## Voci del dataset
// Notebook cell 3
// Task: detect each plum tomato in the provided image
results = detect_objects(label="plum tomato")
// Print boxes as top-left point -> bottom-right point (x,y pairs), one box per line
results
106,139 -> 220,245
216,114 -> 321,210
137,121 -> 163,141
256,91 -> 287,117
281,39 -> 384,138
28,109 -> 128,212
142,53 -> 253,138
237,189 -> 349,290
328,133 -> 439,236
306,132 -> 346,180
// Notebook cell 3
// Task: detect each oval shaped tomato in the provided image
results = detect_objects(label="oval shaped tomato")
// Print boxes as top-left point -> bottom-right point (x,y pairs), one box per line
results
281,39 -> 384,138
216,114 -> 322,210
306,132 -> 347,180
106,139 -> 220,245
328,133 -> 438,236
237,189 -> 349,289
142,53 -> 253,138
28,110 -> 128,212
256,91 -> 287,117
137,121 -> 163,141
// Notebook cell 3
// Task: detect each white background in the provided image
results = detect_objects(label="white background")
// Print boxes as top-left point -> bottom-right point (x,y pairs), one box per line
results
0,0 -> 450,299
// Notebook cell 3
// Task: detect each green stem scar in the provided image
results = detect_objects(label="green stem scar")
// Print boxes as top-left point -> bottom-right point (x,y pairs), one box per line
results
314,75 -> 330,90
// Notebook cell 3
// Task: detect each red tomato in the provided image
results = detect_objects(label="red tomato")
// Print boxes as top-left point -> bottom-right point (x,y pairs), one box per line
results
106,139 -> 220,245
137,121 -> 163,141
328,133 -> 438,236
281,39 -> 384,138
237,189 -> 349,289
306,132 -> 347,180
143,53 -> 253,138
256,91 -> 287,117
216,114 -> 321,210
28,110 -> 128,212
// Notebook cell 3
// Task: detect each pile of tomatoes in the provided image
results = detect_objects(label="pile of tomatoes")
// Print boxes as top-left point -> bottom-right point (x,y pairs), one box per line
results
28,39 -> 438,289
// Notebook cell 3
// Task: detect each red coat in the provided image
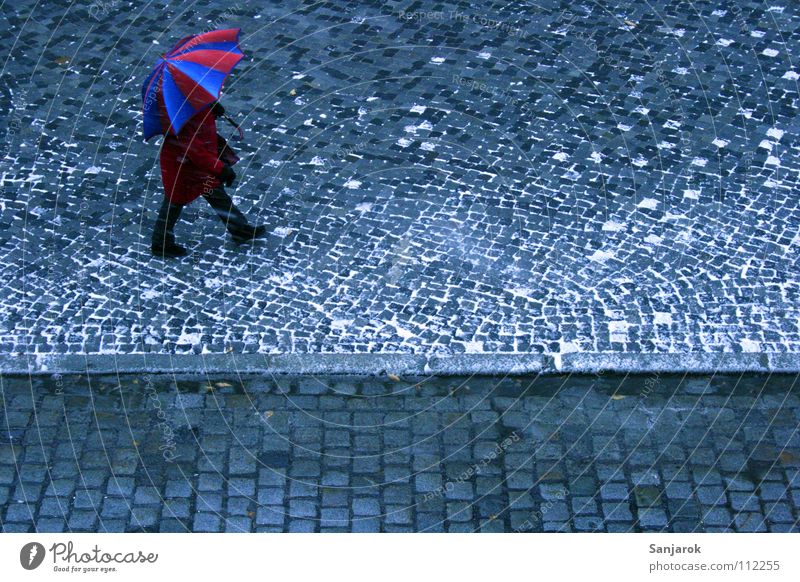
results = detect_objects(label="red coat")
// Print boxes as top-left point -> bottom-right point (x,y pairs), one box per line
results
161,109 -> 238,204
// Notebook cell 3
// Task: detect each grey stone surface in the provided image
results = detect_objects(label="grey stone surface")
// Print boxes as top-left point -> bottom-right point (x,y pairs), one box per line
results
0,373 -> 800,532
0,0 -> 800,374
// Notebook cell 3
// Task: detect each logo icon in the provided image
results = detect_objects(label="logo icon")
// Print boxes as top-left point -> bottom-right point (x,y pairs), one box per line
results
19,542 -> 45,570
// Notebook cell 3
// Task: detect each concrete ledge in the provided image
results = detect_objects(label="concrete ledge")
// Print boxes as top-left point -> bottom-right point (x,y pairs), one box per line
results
0,353 -> 800,376
424,354 -> 548,376
555,353 -> 768,373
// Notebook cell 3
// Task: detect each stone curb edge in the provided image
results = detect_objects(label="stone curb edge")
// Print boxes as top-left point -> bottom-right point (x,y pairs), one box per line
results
0,353 -> 800,376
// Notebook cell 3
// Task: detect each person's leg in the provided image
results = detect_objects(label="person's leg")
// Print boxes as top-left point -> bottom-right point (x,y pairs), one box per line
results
203,186 -> 265,241
151,196 -> 186,257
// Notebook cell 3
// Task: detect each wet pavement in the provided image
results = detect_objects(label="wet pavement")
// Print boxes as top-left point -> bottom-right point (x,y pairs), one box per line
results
0,0 -> 800,354
0,374 -> 800,532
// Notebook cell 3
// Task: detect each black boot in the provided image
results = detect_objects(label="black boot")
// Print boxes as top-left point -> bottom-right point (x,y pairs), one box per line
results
150,196 -> 188,257
231,224 -> 267,244
204,186 -> 267,244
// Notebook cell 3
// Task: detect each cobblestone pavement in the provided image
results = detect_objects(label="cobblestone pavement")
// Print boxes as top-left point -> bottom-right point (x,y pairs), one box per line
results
0,374 -> 800,532
0,0 -> 800,354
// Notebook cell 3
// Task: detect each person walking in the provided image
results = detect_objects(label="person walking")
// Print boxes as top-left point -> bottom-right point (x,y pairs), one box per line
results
142,28 -> 266,257
151,101 -> 266,257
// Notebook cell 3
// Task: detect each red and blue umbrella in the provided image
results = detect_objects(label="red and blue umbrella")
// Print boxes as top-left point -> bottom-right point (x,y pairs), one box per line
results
142,28 -> 244,139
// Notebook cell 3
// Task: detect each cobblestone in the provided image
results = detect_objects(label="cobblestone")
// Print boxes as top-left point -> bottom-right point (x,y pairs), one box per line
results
0,0 -> 800,362
0,375 -> 800,532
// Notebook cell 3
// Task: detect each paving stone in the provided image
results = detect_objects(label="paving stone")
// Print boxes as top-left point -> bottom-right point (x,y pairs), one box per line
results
192,513 -> 222,532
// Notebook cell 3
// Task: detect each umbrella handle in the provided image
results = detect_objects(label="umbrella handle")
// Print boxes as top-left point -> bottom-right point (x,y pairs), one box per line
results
222,115 -> 244,139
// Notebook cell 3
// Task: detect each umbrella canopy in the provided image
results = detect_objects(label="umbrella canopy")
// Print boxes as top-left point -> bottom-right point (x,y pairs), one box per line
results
142,28 -> 244,139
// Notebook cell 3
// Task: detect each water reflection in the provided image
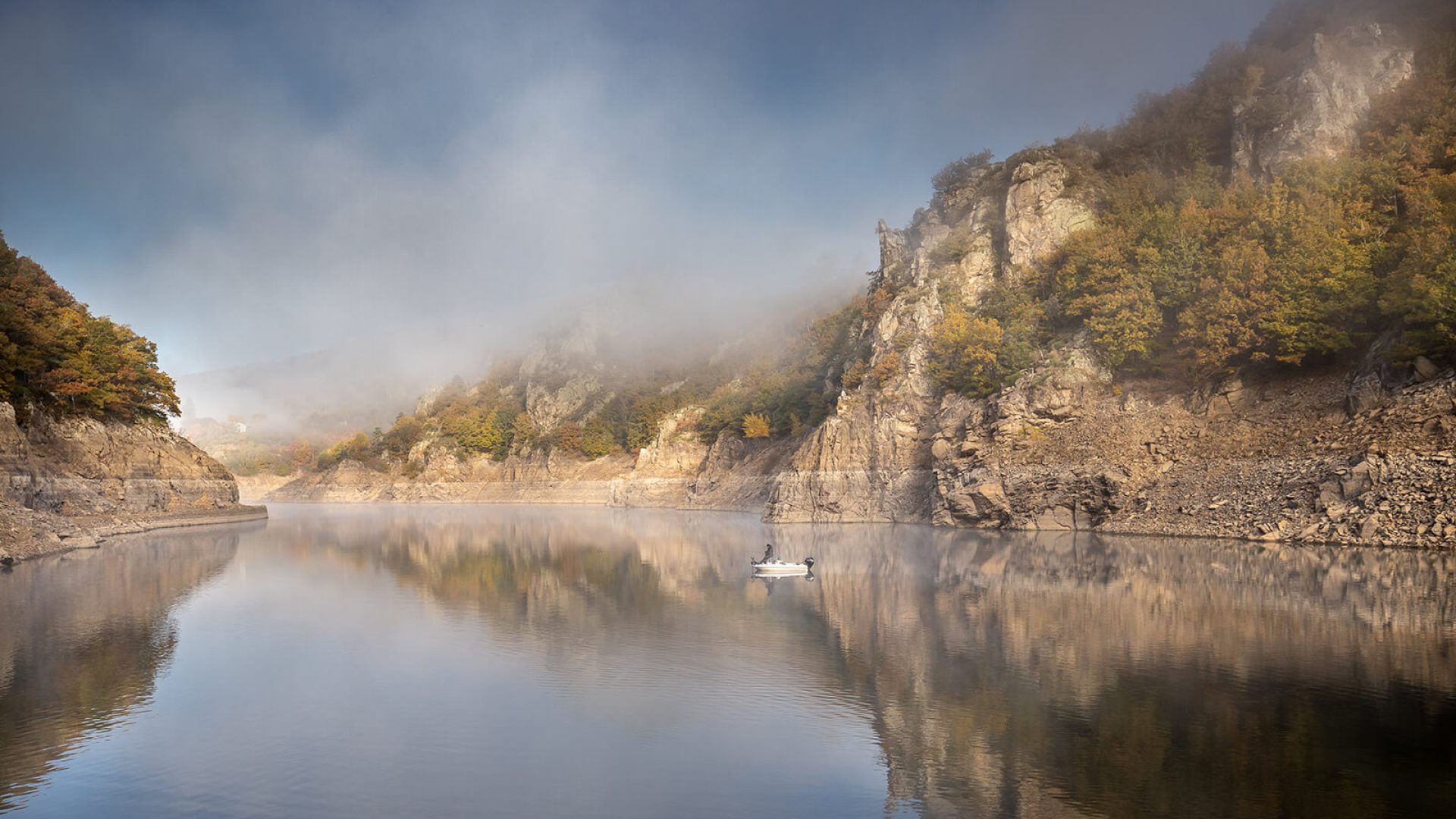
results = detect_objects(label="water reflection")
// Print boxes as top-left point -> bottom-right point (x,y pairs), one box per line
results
265,510 -> 1456,816
0,532 -> 237,811
0,507 -> 1456,816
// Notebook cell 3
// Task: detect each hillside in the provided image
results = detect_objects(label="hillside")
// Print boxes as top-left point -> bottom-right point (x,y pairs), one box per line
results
256,2 -> 1456,545
0,237 -> 265,563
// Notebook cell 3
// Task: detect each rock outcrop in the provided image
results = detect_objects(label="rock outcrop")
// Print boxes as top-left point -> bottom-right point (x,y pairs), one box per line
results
1233,24 -> 1415,179
0,403 -> 265,558
1006,158 -> 1094,270
259,12 -> 1456,545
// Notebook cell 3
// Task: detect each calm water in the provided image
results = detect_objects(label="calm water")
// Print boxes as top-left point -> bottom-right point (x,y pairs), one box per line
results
0,506 -> 1456,817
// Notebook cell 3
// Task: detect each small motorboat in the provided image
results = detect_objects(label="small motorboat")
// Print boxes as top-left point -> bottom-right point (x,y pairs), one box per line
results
748,557 -> 814,574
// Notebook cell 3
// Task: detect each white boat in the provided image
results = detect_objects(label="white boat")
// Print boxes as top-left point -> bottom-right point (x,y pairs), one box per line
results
748,557 -> 814,574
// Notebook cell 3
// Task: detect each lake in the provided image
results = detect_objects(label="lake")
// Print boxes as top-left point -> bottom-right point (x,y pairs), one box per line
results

## Il compito
Ricopia fedelmente tutte le righe qui sopra, dalla prima all'ultima, senza includere le immagini nella risposta.

## Risultato qui sotto
// Notebook cell 3
// Task: detect each plum tomato in the provided image
results = detect_objects(label="plum tomato")
// Print boxes as top-left point -> bottom-right point (x,y pairs), one box per line
results
106,139 -> 220,245
216,114 -> 321,210
137,121 -> 163,141
256,91 -> 287,117
281,39 -> 384,138
28,109 -> 128,212
142,53 -> 253,138
237,189 -> 349,290
328,133 -> 439,236
306,132 -> 346,180
// Notebook cell 3
// Task: detect each oval shaped tomato in the provided image
results = detect_objects(label="oval shaped tomato")
// Print boxes as top-left point -> bottom-right point (x,y pairs), one box per line
results
281,39 -> 384,138
216,114 -> 322,210
306,132 -> 347,180
106,139 -> 220,245
328,133 -> 438,236
237,189 -> 349,289
142,53 -> 253,138
28,110 -> 128,212
256,91 -> 287,117
137,121 -> 163,141
// Notebook cell 3
// Task: detect each white background in the provided image
results = detect_objects(label="white background")
// Print boxes as top-left point -> bottom-right point (x,y pairs), one box per line
results
0,0 -> 450,299
// Notebook cell 3
// Task: detect each green stem scar in the provided image
results = detect_objects(label="green stem scar")
// Print boxes as top-left point -> bottom-right point (x,y pairs), one box per line
results
314,75 -> 330,90
// Notebook cell 3
// Task: detect each red tomato in the provided image
results = detect_objects(label="red tomato")
// Print boxes as top-left point -> bottom-right point (x,y pairs), one box per line
results
106,139 -> 220,245
137,121 -> 163,141
328,133 -> 438,236
281,39 -> 384,138
237,189 -> 349,289
306,132 -> 347,180
143,53 -> 253,138
256,91 -> 287,117
216,114 -> 321,210
28,110 -> 128,212
// Notebook cell 3
// Task: detect each pile of tomatoes in the provided image
results = detect_objects(label="pile of tomatoes")
// Print boxes as top-left point -> bottom-right point (x,y pairs), one box per line
results
28,39 -> 438,289
// Notebook cell 3
// Task: detect each red coat in the provided image
results = detect_objects(label="red coat")
// Print boxes as top-left point -> bottom-right point (x,y pairs), one box per line
results
161,109 -> 238,204
// Notebook cell 3
// Task: detect each grey stone surface in the provided image
results = detect_objects(label="grey stone surface")
// Print boxes as top-left point -> bottom-right point (x,y pairs), one box per line
results
0,373 -> 800,532
0,0 -> 800,374
// Notebook cell 3
// Task: detect each logo icon in the provided image
results = detect_objects(label="logo icon")
// Print boxes as top-left point -> bottom-right point (x,y pairs), one box per line
results
19,542 -> 45,570
// Notebook cell 3
// Task: detect each concrete ledge in the provided image
results = detect_objects(label="concrete ledge")
// Print boxes as top-left point -> bottom-right point (x,y pairs), one box per line
results
0,353 -> 800,376
424,354 -> 548,376
555,353 -> 768,373
// Notebook cell 3
// Task: detect each stone curb edge in the provided image
results = detect_objects(label="stone curb edge")
// Print boxes as top-left point -> bottom-right point (x,y pairs), one box per line
results
0,353 -> 800,376
// Notebook cell 3
// Task: detect each person's leg in the provided image
results = detect_objects(label="person's leg")
// Print boxes as top-left point -> bottom-right point (x,y pairs), one box per line
results
203,186 -> 265,241
151,196 -> 186,257
// Notebook cell 3
// Task: detect each wet pavement in the provided image
results = detect_objects(label="wet pavement")
// Print boxes as top-left point -> bottom-right point (x,y pairs), one box per line
results
0,0 -> 800,354
0,374 -> 800,532
// Notebook cell 3
// Task: detect each black boot in the provided image
results = detect_objects(label="black boot")
// Print boxes as top-left point -> bottom-right point (x,y pairs), one box per line
results
150,196 -> 188,257
231,224 -> 267,244
204,186 -> 267,244
// Notebook cell 3
// Task: detect each cobblestone pavement in the provided image
results = detect_objects(label="cobblestone pavement")
// Print boxes as top-left point -> bottom-right point (x,y pairs), one box per line
results
0,374 -> 800,532
0,0 -> 800,354
// Notebook cell 3
// Task: detect each person walking in the provided image
results = detect_objects(label="person walking")
// Print boxes as top-left point -> bottom-right point (x,y pairs), one box per line
results
142,28 -> 266,257
151,101 -> 266,257
// Notebook cell 3
// Task: detect each red and blue umbrella in the provided image
results = detect_objects(label="red and blue umbrella")
// Print boxes as top-left point -> bottom-right point (x,y pairs), one box per line
results
142,28 -> 244,139
// Notebook cell 3
// Task: detect each cobblestone in the provided image
results = detect_objects(label="cobblestone")
// Print boxes as top-left point -> bottom-right point (x,y pairs), one box per line
results
0,0 -> 800,362
0,375 -> 800,532
// Notebook cell 3
// Task: detect each paving stone in the provided image
results = detect_objects(label="paving stone")
// Print boxes as top-left point -> bottom-right point (x,y pairs), one box per line
results
192,513 -> 222,532
// Notebook cell 3
// Task: detect each umbrella handle in the provided image
results = detect_objects(label="umbrella handle")
// Print boxes as top-left point -> bottom-right point (x,y pairs), one box per line
results
222,115 -> 244,139
// Notebook cell 3
// Task: detect each umbrella canopy in the provided image
results = detect_objects(label="umbrella canopy")
// Print boxes as top-left point -> bottom-right point (x,y pairs), one box per line
results
142,28 -> 244,139
// Notebook cell 3
// Task: detect each water reflection in the provided image
results = detect_objects(label="water reflection")
// Print boxes as top-left point -> bottom-right point (x,y pairs), one box per line
results
265,510 -> 1456,816
0,532 -> 237,811
0,507 -> 1456,816
// Notebook cell 3
// Task: detect each hillside in the provided image
results = detect_objects(label="hillside")
// Print boxes as top-left point -> bottom-right point (x,y pairs), one box per line
results
256,2 -> 1456,545
0,237 -> 265,563
// Notebook cell 3
// Task: detect each rock outcrop in the provided image
results = detect_objects(label="rock outcrop")
// Print boxes as top-left point -> bottom-right point (x,y pairs), one box per line
results
1233,24 -> 1415,179
0,403 -> 265,558
1006,158 -> 1094,270
259,12 -> 1456,545
// Notebook cell 3
// Task: detect each calm water in the provided image
results = detect_objects(label="calm water")
// Print boxes as top-left point -> bottom-right point (x,y pairs), one box per line
results
0,506 -> 1456,817
// Notebook cell 3
// Task: detect each small motorboat in the provided image
results = detect_objects(label="small motorboat")
// Print boxes as top-left point -> bottom-right point (x,y pairs), one box per line
results
748,557 -> 814,574
// Notebook cell 3
// Task: detect each white boat in the provided image
results = detect_objects(label="white boat")
// Print boxes as top-left point -> bottom-right point (x,y pairs), one box per line
results
748,557 -> 814,574
// Notebook cell 3
// Task: detect each lake in the provided image
results = detect_objects(label="lake")
// Print boxes as top-left point -> bottom-right point (x,y pairs), one box per line
results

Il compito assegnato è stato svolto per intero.